• Passage shown
● ● ● ● ● ● ●

Magnuson and others credit Kim Kidwell, dean of the College of Agricultural, Consumer and Environmental Sciences since last November, for changing the process, along with Chancellor Robert Jones.

"To their credit, they looked into it and thought it didn't serve the university well," Magnuson said.

 

'There was a lot of pushback'

Before the 2006 policy was adopted, farms were run the way they had been since the UI acquired its first donated farmland in 1923. Farmers were given long-term leases and shared any costs, profits and risks with the university.

The idea was that farmland is a unique "living asset," and the UI wanted to give farmers an incentive to manage it for the long haul, rather than short-term gain, said Jonathan Norvell, director of agricultural property services. If a farmer retired, or there was another "natural break" in that process, the UI would advertise the farm for rent, conduct interviews and choose a new farmer, he said.

● ● ● ● ● ● ●

• Set problem
Could you repeat the part of the farm lease passage starting with "The idea was" and going on through "farmer, he said.", word for word?

● ● ● ● ● ● ●

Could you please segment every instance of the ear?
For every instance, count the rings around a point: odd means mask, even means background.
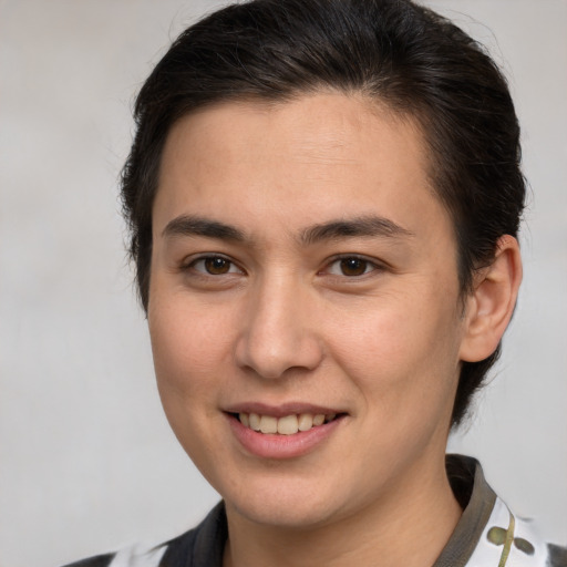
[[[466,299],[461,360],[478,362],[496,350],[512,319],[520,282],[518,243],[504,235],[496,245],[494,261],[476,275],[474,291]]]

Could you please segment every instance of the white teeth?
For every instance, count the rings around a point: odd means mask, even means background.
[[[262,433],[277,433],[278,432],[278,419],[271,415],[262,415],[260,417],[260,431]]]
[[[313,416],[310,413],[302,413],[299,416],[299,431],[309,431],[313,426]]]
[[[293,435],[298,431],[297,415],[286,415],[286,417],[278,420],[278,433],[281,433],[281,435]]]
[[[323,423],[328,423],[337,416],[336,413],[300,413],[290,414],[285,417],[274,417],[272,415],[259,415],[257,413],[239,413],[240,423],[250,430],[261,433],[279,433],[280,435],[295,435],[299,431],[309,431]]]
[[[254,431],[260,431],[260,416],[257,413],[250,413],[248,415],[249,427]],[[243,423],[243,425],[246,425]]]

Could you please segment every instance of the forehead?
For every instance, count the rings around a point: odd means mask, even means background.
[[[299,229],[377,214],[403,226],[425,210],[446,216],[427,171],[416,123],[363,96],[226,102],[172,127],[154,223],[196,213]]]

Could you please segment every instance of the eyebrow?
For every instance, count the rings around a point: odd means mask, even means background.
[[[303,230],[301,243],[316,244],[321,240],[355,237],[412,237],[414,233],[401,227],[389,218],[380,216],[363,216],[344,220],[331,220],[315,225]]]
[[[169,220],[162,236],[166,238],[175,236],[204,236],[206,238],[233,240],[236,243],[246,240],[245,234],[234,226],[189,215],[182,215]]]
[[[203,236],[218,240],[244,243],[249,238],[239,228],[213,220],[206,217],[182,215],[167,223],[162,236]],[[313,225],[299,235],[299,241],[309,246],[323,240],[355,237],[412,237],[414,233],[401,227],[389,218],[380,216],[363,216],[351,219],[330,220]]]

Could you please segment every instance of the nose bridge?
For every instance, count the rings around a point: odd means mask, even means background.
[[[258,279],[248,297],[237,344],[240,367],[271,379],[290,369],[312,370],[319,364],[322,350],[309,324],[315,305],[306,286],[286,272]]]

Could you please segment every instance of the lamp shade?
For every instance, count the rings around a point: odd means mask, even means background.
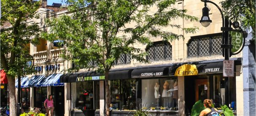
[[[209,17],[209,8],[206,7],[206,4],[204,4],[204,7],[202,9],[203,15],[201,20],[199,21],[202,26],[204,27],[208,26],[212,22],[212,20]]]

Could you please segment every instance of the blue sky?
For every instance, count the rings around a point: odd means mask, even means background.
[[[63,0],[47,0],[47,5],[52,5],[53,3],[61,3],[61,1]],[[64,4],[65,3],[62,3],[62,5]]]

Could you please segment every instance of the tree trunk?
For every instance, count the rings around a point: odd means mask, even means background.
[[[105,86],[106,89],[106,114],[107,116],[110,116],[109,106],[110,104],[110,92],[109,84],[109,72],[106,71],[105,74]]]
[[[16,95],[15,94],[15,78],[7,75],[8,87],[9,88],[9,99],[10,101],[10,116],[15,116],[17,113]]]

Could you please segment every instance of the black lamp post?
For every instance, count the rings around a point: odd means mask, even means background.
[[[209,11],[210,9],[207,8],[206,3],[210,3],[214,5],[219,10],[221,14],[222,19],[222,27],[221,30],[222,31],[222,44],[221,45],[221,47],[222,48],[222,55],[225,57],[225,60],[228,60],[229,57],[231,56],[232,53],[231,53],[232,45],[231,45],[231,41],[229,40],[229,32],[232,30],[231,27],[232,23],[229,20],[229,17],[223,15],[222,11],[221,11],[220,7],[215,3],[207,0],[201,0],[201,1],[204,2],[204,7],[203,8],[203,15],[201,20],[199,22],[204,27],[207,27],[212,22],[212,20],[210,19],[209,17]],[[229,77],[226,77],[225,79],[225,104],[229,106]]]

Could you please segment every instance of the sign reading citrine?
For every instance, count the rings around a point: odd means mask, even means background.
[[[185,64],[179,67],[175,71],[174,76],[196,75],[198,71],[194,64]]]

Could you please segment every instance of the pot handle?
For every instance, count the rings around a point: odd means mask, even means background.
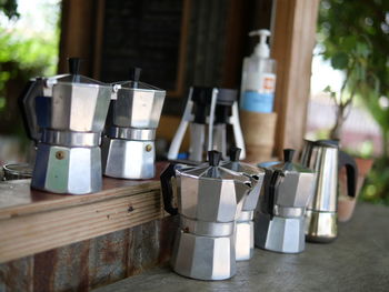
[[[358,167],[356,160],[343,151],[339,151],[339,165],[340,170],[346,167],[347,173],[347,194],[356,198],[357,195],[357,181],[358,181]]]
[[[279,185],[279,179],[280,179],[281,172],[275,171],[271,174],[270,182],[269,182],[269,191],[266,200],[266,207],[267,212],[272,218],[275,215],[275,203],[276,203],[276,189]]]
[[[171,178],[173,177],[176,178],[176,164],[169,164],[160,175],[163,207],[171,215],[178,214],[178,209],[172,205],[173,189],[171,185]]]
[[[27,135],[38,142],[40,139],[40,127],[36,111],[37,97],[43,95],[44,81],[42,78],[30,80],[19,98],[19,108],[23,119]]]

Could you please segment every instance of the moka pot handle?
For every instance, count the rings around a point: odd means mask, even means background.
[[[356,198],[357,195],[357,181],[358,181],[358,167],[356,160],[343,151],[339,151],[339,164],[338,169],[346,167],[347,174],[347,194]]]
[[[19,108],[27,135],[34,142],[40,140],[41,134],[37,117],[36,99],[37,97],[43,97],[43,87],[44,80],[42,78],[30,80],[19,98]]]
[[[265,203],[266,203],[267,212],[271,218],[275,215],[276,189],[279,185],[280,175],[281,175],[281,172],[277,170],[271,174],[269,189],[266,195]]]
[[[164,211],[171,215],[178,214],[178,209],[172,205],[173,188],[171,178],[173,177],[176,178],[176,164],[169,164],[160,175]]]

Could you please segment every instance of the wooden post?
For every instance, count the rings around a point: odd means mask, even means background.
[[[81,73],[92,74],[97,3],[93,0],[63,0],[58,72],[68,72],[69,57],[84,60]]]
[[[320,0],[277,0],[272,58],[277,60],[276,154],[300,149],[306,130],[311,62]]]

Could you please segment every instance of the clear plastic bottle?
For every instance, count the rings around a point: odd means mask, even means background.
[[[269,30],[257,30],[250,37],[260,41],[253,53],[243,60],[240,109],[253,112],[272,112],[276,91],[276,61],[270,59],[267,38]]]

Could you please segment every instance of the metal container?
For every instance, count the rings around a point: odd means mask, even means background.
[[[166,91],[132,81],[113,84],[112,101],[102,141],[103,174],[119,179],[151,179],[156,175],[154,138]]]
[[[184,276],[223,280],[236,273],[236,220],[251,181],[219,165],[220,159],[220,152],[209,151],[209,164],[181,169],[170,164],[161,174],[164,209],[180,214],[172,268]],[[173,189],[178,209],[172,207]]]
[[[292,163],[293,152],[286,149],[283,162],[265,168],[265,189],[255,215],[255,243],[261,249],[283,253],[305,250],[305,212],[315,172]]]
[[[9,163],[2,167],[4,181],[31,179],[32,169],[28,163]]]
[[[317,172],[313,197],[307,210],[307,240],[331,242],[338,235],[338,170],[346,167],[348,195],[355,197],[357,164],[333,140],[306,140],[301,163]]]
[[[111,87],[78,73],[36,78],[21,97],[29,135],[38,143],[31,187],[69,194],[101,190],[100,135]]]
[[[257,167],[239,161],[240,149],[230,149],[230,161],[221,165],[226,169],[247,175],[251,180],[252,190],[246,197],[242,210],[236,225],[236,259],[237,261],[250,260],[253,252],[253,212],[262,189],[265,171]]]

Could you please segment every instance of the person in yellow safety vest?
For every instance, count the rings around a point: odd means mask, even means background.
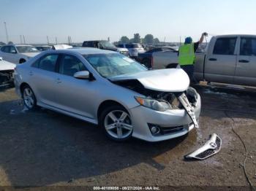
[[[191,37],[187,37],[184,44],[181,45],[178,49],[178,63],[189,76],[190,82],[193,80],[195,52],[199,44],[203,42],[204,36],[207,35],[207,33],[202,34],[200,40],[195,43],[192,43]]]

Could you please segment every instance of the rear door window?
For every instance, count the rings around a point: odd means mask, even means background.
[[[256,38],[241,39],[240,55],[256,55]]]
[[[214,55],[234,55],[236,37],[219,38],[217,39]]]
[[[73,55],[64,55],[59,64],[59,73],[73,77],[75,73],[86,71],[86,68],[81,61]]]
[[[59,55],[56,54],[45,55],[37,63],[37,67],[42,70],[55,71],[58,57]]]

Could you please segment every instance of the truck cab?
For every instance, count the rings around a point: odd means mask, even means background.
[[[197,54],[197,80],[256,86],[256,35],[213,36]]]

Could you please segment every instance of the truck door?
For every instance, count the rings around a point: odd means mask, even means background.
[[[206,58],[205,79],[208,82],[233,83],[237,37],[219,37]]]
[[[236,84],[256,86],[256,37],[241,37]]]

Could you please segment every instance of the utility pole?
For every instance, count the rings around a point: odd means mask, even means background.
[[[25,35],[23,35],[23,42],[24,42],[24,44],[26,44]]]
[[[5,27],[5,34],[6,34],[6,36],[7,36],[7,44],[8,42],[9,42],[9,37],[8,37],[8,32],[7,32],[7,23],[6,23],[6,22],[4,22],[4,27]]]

● ● ● ● ● ● ●

• Solution to this task
The idea was that farmland is a unique "living asset," and the UI wanted to give farmers an incentive to manage it for the long haul, rather than short-term gain, said Jonathan Norvell, director of agricultural property services. If a farmer retired, or there was another "natural break" in that process, the UI would advertise the farm for rent, conduct interviews and choose a new farmer, he said.